#### Document section

3 of 58 comments (clear)

  1. Wow this is cool ... by gstoddart · · Score: 4, Interesting

    I remember a LONG time ago, before we'd found any exoplanets and largely it was a theoretical exercise.

    Gravitational lensing was theoretical, finding a black hole hadn't yet happened, and planets were thought to be quite uncommon.

    And 25 years or so later, now we're here. Sometimes, the mind just goes "holy crap, really?" about some of this stuff.

    The universe just seems bigger, cooler, and wackier than we ever though it would be.

    --
    Lost at C:>. Found at C.
  2. To boldly go by Camel+Pilot · · Score: 3, Interesting

    The quest for life in the universe is perhaps one of the more important endeavors of our time... I wish this search would take on more emphasis then the say the next weapon system. Collectively humans spend more on carnival cruise ship or Hollywood movies then we do in searching for life and intelligence beyond earth. The thought (as noted by Arthur C Clark) that either we are the only intelligence in the universe or we are not and there are other forms of intelligence out there - are equally powerful motivating forces towards an expansion beyond this little fragile womb.

  3. Gaia by minstrelmike · · Score: 3, Interesting

    NASA will use all sorts of experts, but they will of course ignore the discoveries of the first expert they hired to help find life on Mars, James Lovelock.

    Hired to build machines to search for life on Mars, he investigated biology and quickly realized that over geologic time, extremophiles such as bacteria found in hot springs or in the arctic could not survive without all the rest of life creating the free oxygen and other elements and compounds necessary for life. NASA ignored The Gaia Hypothesis completely yet that was a discovery they paid for.

########

[Work instructions]
Summarize the comments above in two sentences.

#### Exercise data

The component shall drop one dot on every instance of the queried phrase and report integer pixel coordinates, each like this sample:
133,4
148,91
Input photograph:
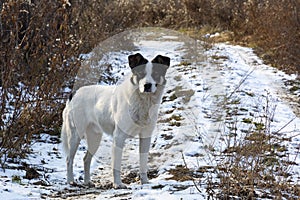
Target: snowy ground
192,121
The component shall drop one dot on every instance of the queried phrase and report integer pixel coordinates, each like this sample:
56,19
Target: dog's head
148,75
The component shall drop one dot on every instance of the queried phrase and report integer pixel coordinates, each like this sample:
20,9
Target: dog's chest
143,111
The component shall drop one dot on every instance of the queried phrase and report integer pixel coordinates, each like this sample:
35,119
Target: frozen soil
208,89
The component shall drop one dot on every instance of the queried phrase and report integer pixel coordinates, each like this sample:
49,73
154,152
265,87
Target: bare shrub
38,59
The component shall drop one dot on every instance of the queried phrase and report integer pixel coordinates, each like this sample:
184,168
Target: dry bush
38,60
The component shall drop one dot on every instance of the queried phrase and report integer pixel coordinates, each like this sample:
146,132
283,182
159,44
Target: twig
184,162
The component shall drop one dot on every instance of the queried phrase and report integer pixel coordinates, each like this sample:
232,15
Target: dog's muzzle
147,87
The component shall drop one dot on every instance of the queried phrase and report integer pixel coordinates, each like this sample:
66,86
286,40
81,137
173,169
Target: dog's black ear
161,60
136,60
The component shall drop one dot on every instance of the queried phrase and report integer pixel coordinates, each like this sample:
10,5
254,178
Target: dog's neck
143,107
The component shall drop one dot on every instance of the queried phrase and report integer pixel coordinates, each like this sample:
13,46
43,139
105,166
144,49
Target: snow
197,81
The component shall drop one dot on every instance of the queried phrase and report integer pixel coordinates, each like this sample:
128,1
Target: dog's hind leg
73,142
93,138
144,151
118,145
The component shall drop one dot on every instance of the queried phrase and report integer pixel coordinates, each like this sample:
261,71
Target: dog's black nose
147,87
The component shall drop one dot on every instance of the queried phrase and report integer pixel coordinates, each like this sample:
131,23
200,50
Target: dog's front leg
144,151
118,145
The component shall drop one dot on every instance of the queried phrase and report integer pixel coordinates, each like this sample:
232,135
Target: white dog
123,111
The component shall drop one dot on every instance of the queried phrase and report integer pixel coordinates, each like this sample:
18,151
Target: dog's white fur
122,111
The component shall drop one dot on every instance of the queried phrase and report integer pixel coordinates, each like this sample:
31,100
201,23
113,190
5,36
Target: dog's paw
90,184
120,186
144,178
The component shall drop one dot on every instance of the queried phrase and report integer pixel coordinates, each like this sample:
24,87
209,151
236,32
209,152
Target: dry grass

########

[Response below]
One commenter recalls that about 25 years earlier no exoplanets had been found, gravitational lensing was theoretical, and planets were thought to be quite uncommon, and says the universe now seems bigger, cooler, and wackier than expected. Another says the search for life in the universe deserves more emphasis than the next weapon system, and a third says NASA ignored the Gaia Hypothesis of James Lovelock, whom it had hired to build machines to search for life on Mars.